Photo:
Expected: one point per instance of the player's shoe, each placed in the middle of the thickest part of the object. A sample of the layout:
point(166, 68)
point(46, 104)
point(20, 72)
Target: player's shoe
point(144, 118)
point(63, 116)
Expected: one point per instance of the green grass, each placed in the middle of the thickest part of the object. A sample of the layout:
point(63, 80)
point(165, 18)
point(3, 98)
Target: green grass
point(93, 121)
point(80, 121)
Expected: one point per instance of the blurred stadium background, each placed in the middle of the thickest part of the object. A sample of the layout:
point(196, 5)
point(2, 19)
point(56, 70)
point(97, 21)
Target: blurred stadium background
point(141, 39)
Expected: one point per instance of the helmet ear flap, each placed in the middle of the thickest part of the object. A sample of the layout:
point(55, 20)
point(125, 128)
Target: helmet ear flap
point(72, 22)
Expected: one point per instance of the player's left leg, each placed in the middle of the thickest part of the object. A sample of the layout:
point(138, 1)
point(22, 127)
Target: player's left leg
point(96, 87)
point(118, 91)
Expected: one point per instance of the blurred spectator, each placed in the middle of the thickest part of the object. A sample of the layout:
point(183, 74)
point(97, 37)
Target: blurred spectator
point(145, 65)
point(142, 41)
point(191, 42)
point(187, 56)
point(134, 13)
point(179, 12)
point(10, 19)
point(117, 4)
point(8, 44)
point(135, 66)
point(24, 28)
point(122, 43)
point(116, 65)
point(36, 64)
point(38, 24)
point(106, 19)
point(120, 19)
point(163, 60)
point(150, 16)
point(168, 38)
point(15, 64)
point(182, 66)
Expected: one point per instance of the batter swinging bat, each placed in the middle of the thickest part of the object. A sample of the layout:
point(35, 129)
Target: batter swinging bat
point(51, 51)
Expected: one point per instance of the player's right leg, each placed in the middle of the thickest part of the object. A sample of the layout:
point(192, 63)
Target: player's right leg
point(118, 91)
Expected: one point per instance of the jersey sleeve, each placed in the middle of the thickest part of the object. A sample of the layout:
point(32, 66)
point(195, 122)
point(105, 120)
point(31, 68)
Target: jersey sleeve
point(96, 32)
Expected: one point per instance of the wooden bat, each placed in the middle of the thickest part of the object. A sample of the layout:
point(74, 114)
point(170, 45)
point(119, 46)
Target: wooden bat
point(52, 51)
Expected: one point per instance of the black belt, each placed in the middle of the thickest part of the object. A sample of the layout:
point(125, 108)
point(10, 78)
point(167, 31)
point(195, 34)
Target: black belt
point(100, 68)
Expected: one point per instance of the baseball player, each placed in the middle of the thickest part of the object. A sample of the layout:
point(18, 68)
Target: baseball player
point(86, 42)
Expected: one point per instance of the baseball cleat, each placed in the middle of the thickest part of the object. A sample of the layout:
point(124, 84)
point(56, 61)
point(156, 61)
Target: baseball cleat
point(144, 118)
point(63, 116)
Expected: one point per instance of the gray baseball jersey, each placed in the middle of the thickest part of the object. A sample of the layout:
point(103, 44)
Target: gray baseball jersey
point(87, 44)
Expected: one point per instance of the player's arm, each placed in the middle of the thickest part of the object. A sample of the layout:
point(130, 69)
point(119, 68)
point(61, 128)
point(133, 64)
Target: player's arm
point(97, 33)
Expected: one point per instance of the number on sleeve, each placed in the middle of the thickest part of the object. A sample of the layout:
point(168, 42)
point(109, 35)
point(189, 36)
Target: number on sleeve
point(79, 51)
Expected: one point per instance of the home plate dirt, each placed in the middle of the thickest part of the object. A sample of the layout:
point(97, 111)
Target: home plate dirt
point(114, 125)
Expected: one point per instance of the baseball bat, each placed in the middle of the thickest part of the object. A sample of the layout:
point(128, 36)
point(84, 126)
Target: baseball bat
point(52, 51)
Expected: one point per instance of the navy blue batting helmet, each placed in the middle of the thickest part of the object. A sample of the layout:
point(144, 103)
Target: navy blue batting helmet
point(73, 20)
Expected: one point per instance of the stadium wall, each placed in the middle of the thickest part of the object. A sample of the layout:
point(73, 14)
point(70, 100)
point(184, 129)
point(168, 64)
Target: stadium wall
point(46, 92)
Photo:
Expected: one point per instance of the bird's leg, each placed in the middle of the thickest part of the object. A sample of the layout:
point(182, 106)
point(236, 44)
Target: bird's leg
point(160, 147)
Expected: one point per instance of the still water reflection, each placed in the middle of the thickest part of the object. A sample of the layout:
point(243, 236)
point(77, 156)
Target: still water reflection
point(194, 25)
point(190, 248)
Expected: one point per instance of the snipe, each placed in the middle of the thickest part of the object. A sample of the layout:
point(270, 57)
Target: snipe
--------
Can you recast every one of the records above as a Markdown table with the columns Row and Line, giving each non-blank line its own numbered row?

| Row | Line |
|---|---|
| 1 | Photo: |
| 2 | Expected: one point per instance of the player's shoe, each placed in the middle of the thickest part of the object. A sample of the layout: |
| 3 | point(166, 68) |
| 4 | point(46, 104) |
| 5 | point(20, 72) |
| 6 | Target: player's shoe |
| 7 | point(144, 118) |
| 8 | point(63, 116) |
| 9 | Expected: one point per instance of the green grass, each placed in the middle of the thickest part of the object. A sample of the layout: |
| 10 | point(63, 80) |
| 11 | point(165, 18) |
| 12 | point(3, 98) |
| 13 | Target: green grass |
| 14 | point(93, 121) |
| 15 | point(80, 121) |
| 16 | Expected: one point per instance of the blurred stadium background, each placed in the middle of the thickest part of the object. A sample of the layout: |
| 17 | point(196, 5) |
| 18 | point(2, 19) |
| 19 | point(56, 70) |
| 20 | point(97, 21) |
| 21 | Target: blurred stadium background |
| 22 | point(141, 39) |
| 23 | Expected: one point per instance of the helmet ear flap, each placed in the middle of the thickest part of the object. A sample of the layout: |
| 24 | point(55, 20) |
| 25 | point(125, 128) |
| 26 | Target: helmet ear flap |
| 27 | point(72, 22) |
| 28 | Expected: one point per instance of the player's left leg, each placed in the middle of the thickest part of the object. A sample of the layout: |
| 29 | point(138, 1) |
| 30 | point(22, 127) |
| 31 | Target: player's left leg |
| 32 | point(96, 87) |
| 33 | point(118, 91) |
| 34 | Expected: one point per instance of the blurred spectator, each placed in the middle of the thickest part of the object. A sample of the layout: |
| 35 | point(183, 74) |
| 36 | point(97, 37) |
| 37 | Target: blurred spectator |
| 38 | point(145, 65) |
| 39 | point(142, 41) |
| 40 | point(191, 42) |
| 41 | point(187, 56) |
| 42 | point(134, 13) |
| 43 | point(179, 12) |
| 44 | point(10, 19) |
| 45 | point(117, 4) |
| 46 | point(8, 44) |
| 47 | point(135, 66) |
| 48 | point(24, 28) |
| 49 | point(122, 43) |
| 50 | point(116, 65) |
| 51 | point(36, 64) |
| 52 | point(38, 24) |
| 53 | point(106, 19) |
| 54 | point(120, 19) |
| 55 | point(163, 60) |
| 56 | point(150, 16) |
| 57 | point(168, 38) |
| 58 | point(15, 64) |
| 59 | point(182, 66) |
| 60 | Expected: one point per instance of the batter swinging bat, each placed in the middle of the thickest part of the object. A sample of the layout: |
| 61 | point(35, 129) |
| 62 | Target: batter swinging bat |
| 63 | point(51, 51) |
| 64 | Expected: one point per instance of the player's right leg, each placed in the middle of the thickest part of the object. A sample of the layout: |
| 65 | point(192, 63) |
| 66 | Target: player's right leg |
| 67 | point(118, 91) |
| 68 | Expected: one point per instance of the jersey sleeve, each placed in the middle of the thickest part of the object. A sample of the layout: |
| 69 | point(32, 66) |
| 70 | point(195, 122) |
| 71 | point(105, 120) |
| 72 | point(31, 68) |
| 73 | Target: jersey sleeve |
| 74 | point(96, 32) |
| 75 | Expected: one point per instance of the wooden bat, each placed in the middle of the thickest part of the object. A sample of the layout: |
| 76 | point(74, 114) |
| 77 | point(170, 45) |
| 78 | point(119, 46) |
| 79 | Target: wooden bat |
| 80 | point(52, 51) |
| 81 | Expected: one point per instance of the black belt, each placed in the middle of the thickest part of the object. A sample of the layout: |
| 82 | point(125, 108) |
| 83 | point(10, 78) |
| 84 | point(167, 31) |
| 85 | point(195, 34) |
| 86 | Target: black belt |
| 87 | point(100, 68) |
| 88 | Expected: one point per instance of the baseball player, each placed in the middle of the thickest part of the object. A sample of the layout: |
| 89 | point(18, 68) |
| 90 | Target: baseball player |
| 91 | point(86, 42) |
| 92 | Expected: one point per instance of the baseball cleat, each placed in the middle of the thickest part of the object. A sample of the layout: |
| 93 | point(124, 84) |
| 94 | point(56, 61) |
| 95 | point(156, 61) |
| 96 | Target: baseball cleat |
| 97 | point(144, 118) |
| 98 | point(63, 116) |
| 99 | Expected: one point per instance of the gray baseball jersey, each placed in the middle of the thickest part of the object. A sample of the layout: |
| 100 | point(103, 44) |
| 101 | Target: gray baseball jersey |
| 102 | point(87, 44) |
| 103 | Expected: one point per instance of the player's arm, each placed in the middle of the thickest part of the object. A sample of the layout: |
| 104 | point(130, 69) |
| 105 | point(119, 68) |
| 106 | point(61, 128) |
| 107 | point(133, 64) |
| 108 | Target: player's arm |
| 109 | point(97, 33) |
| 110 | Expected: one point per instance of the number on sleeve, each placed in the middle of the thickest part of the object. A sample of the layout: |
| 111 | point(168, 42) |
| 112 | point(109, 35) |
| 113 | point(189, 36) |
| 114 | Target: number on sleeve |
| 115 | point(79, 51) |
| 116 | Expected: one point per instance of the home plate dirt, each placed in the middle of the thickest part of the object. A sample of the layout: |
| 117 | point(97, 111) |
| 118 | Target: home plate dirt |
| 119 | point(114, 125) |
| 120 | Expected: one point per instance of the baseball bat, each placed in the middle of the thickest part of the object. A sample of the layout: |
| 121 | point(128, 36) |
| 122 | point(84, 126) |
| 123 | Target: baseball bat |
| 124 | point(52, 51) |
| 125 | Expected: one point per instance of the navy blue batting helmet, each placed in the middle of the thickest part of the object. A sample of the layout: |
| 126 | point(144, 103) |
| 127 | Target: navy blue batting helmet |
| 128 | point(73, 20) |
| 129 | Expected: one point per instance of the stadium wall, each placed in the middle of the thickest part of the object. A sample of the layout: |
| 130 | point(73, 14) |
| 131 | point(70, 100) |
| 132 | point(184, 129) |
| 133 | point(168, 64) |
| 134 | Target: stadium wall |
| 135 | point(46, 92) |
| 136 | Photo: |
| 137 | Expected: one point per instance of the bird's leg, each placed in the middle of the thickest part of the object. A sample of the layout: |
| 138 | point(182, 106) |
| 139 | point(236, 44) |
| 140 | Target: bird's leg |
| 141 | point(160, 147) |
| 142 | Expected: one point per instance of the still water reflection, each placed in the middle of the thickest part of the object. A sample of the layout: |
| 143 | point(243, 236) |
| 144 | point(77, 156) |
| 145 | Target: still water reflection |
| 146 | point(194, 25) |
| 147 | point(190, 248) |
| 148 | Expected: one point per instance of the snipe, each placed in the middle of the thickest part of the object. A sample of the layout: |
| 149 | point(270, 57) |
| 150 | Target: snipe |